Reproduce every line of the listing below word for word, but leave the pictures out of your copy.

━━━━━ LISTED ENTRIES

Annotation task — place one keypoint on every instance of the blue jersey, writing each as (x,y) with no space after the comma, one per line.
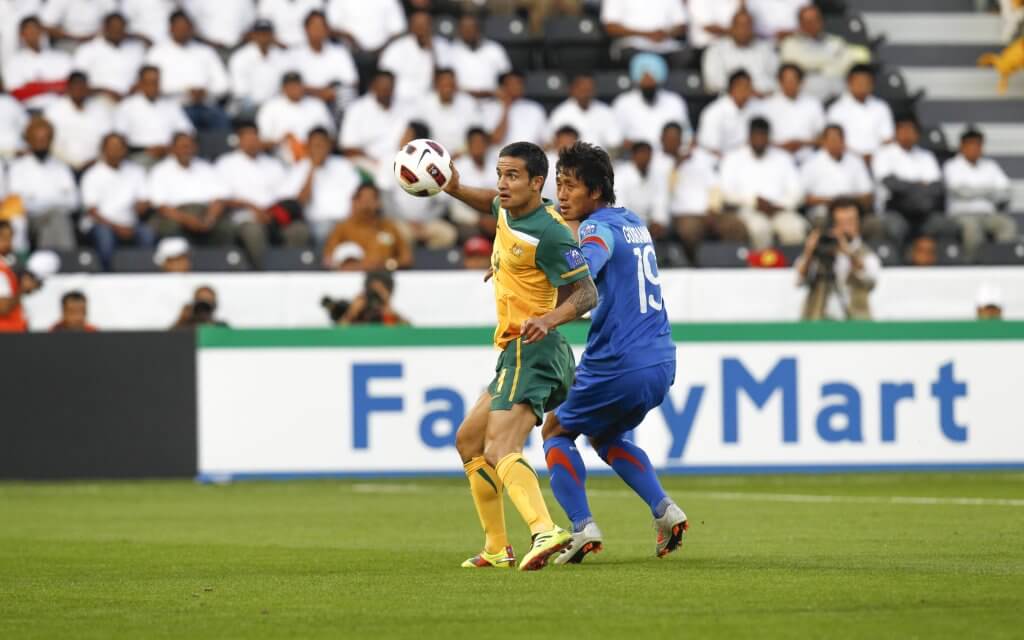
(630,327)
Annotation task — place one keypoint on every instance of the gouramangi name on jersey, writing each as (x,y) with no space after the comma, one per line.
(573,257)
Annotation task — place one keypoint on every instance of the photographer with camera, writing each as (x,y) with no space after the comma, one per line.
(838,267)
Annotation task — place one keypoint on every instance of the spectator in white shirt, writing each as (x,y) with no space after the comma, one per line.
(909,183)
(194,73)
(150,121)
(148,18)
(512,117)
(866,120)
(644,185)
(288,17)
(188,197)
(327,68)
(36,74)
(643,112)
(978,190)
(797,120)
(654,26)
(724,123)
(324,184)
(413,58)
(77,20)
(366,26)
(833,173)
(775,18)
(80,124)
(696,206)
(222,24)
(256,70)
(13,119)
(825,57)
(710,20)
(115,201)
(112,59)
(762,183)
(286,120)
(374,125)
(565,136)
(593,119)
(477,61)
(740,50)
(476,166)
(449,112)
(47,189)
(254,182)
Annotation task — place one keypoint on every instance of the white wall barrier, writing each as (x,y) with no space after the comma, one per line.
(461,298)
(748,397)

━━━━━━━━━━

### WRITTEN SOLUTION
Annotation task — place one keypoint on every instance of the blue jersey, writing each as (x,y) with no space after the comma, one per line.
(630,327)
Annotation task — place one keypoint on every instance of the gouramangi name on jersey, writing each as (x,y) with no space after the comma, one per line.
(573,257)
Annotation task — place one keypoint on every instance of the photographer with camera, writing each as (x,y) with no space after the comma, one per line.
(838,267)
Annotation task — place one keypoint on every instance of the spectator in white shirt, writing each as (x,y) with no space after the comma, one per line.
(909,183)
(194,73)
(150,121)
(148,18)
(512,117)
(866,120)
(644,185)
(288,17)
(188,197)
(327,68)
(36,74)
(643,112)
(978,190)
(797,120)
(654,26)
(724,123)
(324,184)
(413,58)
(77,20)
(366,26)
(833,173)
(775,18)
(80,124)
(696,206)
(222,24)
(256,70)
(13,119)
(825,57)
(710,20)
(115,201)
(112,59)
(762,183)
(286,120)
(374,125)
(565,136)
(593,119)
(477,61)
(740,50)
(476,166)
(449,112)
(47,189)
(254,182)
Annotation task — place one keypoint on every instance of the white wall barrier, writing each as (x,y) with no space after the comma, one per line.
(461,298)
(748,397)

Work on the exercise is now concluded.